Texte à examiner:

Elle m’en a raconté des histoires, les joues givrées et la bouche pleine de flocons

Il a été long en maudit, celui-là. Ce n’est pas permis de faire des hivers qui durent autant.

Pour fêter le retour du printemps, nous avons fait une petite promenade sous le soleil d’Oka, avec juste une petite laine sur les épaules, rien de bien épais, hein, vu les conditions météo, c’eut été idiot d’empiler les couches. Ambiance banquise…

À part ça, il faut que je vous raconte…

Ma fille a grandi. Elle a maintenant quatre ans. Elle avait huit mois quand nous sommes arrivés. Bientôt, elle ne pourra plus s’asseoir sur son fauteuil de vélo. Nous ne cheminerons donc plus l’un devant l’autre – ou l’un derrière l’autre, selon de quel point de vue on se place – pour rejoindre sa garderie. C’était notre dernier hiver de cobicyclette. Et je dois dire que ça me fait quelque-chose. Parce que nous en avons fait des kilomètres sur la glace, la neige et dans le vent, nous en avons bravé des tempêtes, elle, emmitouflée, manteau et mitaines bien mises, casque vissé sur sa cagoule bleue en polaire; moi, pédalant vaille que vaille pour faire avancer le bicycle, équilibriste imprudent, hurluberlu heureux de partager avec elle tous ces moments merveilleux.

Consignes:
• A. Dans le texte à examiner, relevez les vêtements et équipements que porte la fille pendant les trajets à vélo.
• B. Les affirmations suivantes concordent-elles avec le texte à examiner ? (i) La fille avait huit mois à l'arrivée de la famille. (ii) La fille a maintenant cinq ans. (iii) La promenade pour fêter le printemps s'est faite sous la pluie. Répondez par oui ou non, en citant chaque fois les mots décisifs du texte.

Données fournies:
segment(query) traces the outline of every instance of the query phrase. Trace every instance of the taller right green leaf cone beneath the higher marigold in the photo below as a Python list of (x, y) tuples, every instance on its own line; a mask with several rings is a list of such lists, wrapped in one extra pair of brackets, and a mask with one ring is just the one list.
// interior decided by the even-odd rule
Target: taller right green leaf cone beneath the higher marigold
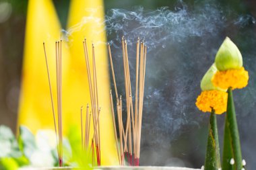
[[(231, 88), (228, 88), (228, 105), (226, 110), (223, 152), (223, 170), (241, 170), (243, 168), (241, 145)], [(230, 165), (230, 159), (234, 159), (234, 165)]]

Réponses:
• A. manteau, mitaines, casque, cagoule bleue en polaire

• B.
(i) Oui : « Elle avait huit mois quand nous sommes arrivés. »
(ii) Non : « Elle a maintenant quatre ans. »
(iii) Non : « nous avons fait une petite promenade sous le soleil d’Oka »